> **Esercizio scritto**
Riscrivi tutte le righe che seguono sostituendo "Drop one point per instance" con "Mark one point per instance". Il resto deve restare invariato.

-- -- --

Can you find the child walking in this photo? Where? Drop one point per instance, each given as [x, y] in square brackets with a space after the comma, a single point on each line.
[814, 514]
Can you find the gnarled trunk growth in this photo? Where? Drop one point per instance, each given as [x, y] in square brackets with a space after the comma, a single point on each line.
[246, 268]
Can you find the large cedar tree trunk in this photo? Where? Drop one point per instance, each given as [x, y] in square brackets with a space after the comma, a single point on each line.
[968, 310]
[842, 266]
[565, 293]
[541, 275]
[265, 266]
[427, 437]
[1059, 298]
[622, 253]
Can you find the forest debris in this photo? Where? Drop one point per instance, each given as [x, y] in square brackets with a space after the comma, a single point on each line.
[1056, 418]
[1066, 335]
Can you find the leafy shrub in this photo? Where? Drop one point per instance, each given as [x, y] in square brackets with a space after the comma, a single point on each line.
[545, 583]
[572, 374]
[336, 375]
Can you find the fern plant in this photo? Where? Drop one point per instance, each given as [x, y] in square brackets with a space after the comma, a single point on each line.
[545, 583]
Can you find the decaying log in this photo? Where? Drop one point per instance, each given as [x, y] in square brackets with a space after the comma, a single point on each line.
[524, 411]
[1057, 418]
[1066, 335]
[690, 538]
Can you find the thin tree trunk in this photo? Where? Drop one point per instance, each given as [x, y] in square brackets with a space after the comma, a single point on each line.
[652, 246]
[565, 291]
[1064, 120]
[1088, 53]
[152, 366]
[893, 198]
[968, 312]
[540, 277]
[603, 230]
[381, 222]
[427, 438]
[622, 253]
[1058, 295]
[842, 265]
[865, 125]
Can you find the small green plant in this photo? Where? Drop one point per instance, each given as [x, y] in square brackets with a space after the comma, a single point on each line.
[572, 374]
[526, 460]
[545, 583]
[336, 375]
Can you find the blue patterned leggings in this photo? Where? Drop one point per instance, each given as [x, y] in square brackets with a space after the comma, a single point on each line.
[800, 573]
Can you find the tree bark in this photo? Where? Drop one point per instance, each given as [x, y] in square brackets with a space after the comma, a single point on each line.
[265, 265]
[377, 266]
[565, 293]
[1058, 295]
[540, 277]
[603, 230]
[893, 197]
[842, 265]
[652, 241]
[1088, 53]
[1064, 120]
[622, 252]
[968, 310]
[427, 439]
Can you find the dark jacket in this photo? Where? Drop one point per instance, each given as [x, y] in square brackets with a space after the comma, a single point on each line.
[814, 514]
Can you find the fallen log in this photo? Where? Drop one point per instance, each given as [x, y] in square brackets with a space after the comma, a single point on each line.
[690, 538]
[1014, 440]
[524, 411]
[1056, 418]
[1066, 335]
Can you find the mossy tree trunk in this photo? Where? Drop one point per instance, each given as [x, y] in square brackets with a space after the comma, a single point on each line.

-- -- --

> **Risultato qui sotto**
Can you find the child walking in this photo? Where? Mark one point per instance, each given as [x, y] in square brackets with a space after the comma, a single point on each line.
[814, 514]
Can you find the gnarled trunk growth in this photo? Where? Mark one point per instance, each given as [x, y] in square brackets with a space after the comma, a single point on each line.
[246, 268]
Can you find the large cedar tree trunk in this photo? Where? Mark one point per instance, each given as [x, y] in square brackets with a space after the comma, a single point on each line.
[968, 310]
[842, 266]
[565, 293]
[541, 275]
[265, 266]
[427, 437]
[1059, 298]
[622, 253]
Can you find the forest debris in this photo? Where? Mark one point per instance, each given as [x, y] in square brackets with a space after the comma, a single point on each line.
[1056, 418]
[1066, 335]
Can you find the leafy shrub in this photo? Where? Mark one point per instance, each given as [x, y] in square brackets with a space after the comma, a single point on each line.
[545, 583]
[572, 374]
[336, 375]
Can you find the fern plant in this photo? Where? Mark one point per instance, each given as [x, y] in square brackets with a space after the comma, a single point on each line.
[545, 583]
Can you find the decaying log in this photo? Where? Mark one point per instance, each given as [x, y] in square brackets with a space after the comma, a single point on each line.
[524, 411]
[1057, 418]
[1066, 335]
[690, 538]
Can you find the thin tree trunk in this photo? Where? Mark one point per instance, each given as [x, y] in square brackets with a space after the comma, a single point on each line.
[652, 246]
[565, 291]
[1064, 120]
[1088, 53]
[152, 366]
[893, 198]
[968, 312]
[540, 277]
[603, 230]
[381, 222]
[427, 438]
[622, 253]
[1058, 295]
[842, 265]
[865, 125]
Can you find the small green plant in this photo? Where? Mark one point per instance, each given as [x, y] in square brackets with a space after the comma, a single point on each line.
[572, 374]
[526, 460]
[545, 583]
[336, 375]
Can you find the blue patterned leggings in this photo? Where? Mark one point per instance, each given as [x, y] in square brackets with a space after the comma, a single point on each line.
[800, 573]
Can you find the tree bark in this photo? Where? Mark one point per instance, each given as [x, y] in square brackets with a space after the comma, a single point on each line.
[265, 265]
[377, 266]
[565, 293]
[1058, 295]
[540, 277]
[603, 230]
[893, 197]
[842, 265]
[652, 241]
[1088, 53]
[1064, 120]
[622, 252]
[968, 310]
[427, 439]
Can you find the dark jacket in this photo? Where? Mark one point per instance, each given as [x, y] in square brackets with a space after the comma, a single point on each line.
[814, 514]
Can you find the fallen log in this photo? Where? Mark one point per instance, each given as [x, y] in square brackets with a space after the comma, a single point on each line.
[690, 538]
[1014, 440]
[524, 411]
[1056, 418]
[1066, 335]
Can you find the mossy tree trunk in this photo? Where? Mark one point per instance, each given as [x, y] in square brackets with a space after the comma, a single point on each line.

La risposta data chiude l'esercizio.